• SUPPLIED RECORDS:
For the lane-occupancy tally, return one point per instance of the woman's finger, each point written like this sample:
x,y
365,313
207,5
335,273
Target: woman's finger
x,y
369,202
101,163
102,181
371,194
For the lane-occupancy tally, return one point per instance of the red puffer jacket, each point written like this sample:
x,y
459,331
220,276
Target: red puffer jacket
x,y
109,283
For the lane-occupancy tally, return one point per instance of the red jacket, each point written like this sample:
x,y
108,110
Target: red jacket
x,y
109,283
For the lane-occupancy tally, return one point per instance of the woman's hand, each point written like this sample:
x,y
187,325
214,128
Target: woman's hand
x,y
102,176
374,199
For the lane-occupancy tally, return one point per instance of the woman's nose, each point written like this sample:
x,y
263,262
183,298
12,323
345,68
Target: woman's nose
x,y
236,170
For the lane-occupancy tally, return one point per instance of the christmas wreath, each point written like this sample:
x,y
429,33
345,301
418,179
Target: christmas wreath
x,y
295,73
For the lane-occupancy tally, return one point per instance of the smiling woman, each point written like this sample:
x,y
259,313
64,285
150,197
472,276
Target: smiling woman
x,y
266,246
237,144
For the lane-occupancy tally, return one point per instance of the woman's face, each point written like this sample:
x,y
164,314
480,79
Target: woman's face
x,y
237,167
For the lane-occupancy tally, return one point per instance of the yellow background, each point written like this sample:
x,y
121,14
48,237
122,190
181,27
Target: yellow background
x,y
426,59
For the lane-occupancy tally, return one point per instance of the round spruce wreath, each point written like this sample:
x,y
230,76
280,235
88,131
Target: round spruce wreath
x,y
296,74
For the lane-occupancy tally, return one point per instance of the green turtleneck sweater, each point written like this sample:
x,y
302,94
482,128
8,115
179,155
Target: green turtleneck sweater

• WHAT THIS TASK INVOLVES:
Copy all of the records above line for line, without changing any character.

• REPLY TO THE TASK:
For the lane-occupancy tally, return one point per instance of the woman's finger, each point written like this sample:
x,y
365,313
207,5
335,273
Target: woman's finger
x,y
369,202
101,163
102,181
371,194
For the lane-occupancy tally, return one point per instance of the red puffer jacket, each point written like this sample:
x,y
459,331
220,276
Target: red puffer jacket
x,y
109,283
For the lane-occupancy tally, return one point per instance of the red jacket, each point written like this sample:
x,y
108,110
Target: red jacket
x,y
109,283
For the lane-occupancy tally, return one point per instance of the woman's hand, each point written like this sample:
x,y
187,325
214,128
Target: woman's hand
x,y
102,176
374,199
For the lane-occupancy tally, return one point per instance of the woman's nose, each point written like this sample:
x,y
263,262
183,298
12,323
345,68
Target: woman's nose
x,y
236,170
For the lane-occupancy tally, return one point per instance of the christmas wreath, each point written like this sample:
x,y
429,33
345,301
418,179
Target: christmas wreath
x,y
295,73
For the lane-occupancy tally, return one point per instance of the smiling woman, each point written like this sample:
x,y
259,313
64,285
150,197
472,276
Target: smiling woman
x,y
266,246
237,144
For the lane-occupancy tally, return one point per instance of the woman's face, each point written like this sample:
x,y
164,314
480,79
Target: woman's face
x,y
237,167
For the lane-occupancy tally, return one point per instance of the yellow background, each point written like this sample:
x,y
121,14
48,237
122,190
181,27
Target: yellow background
x,y
426,59
For the lane-occupancy tally, return one point per instance of the round spruce wreath, each point written like this sample:
x,y
230,76
280,235
88,131
Target: round spruce wreath
x,y
296,74
For the lane-occupancy tally, return one point per instance of the green turtleneck sweater, each point written like this sample:
x,y
302,94
482,128
8,115
179,155
Target: green turtleneck sweater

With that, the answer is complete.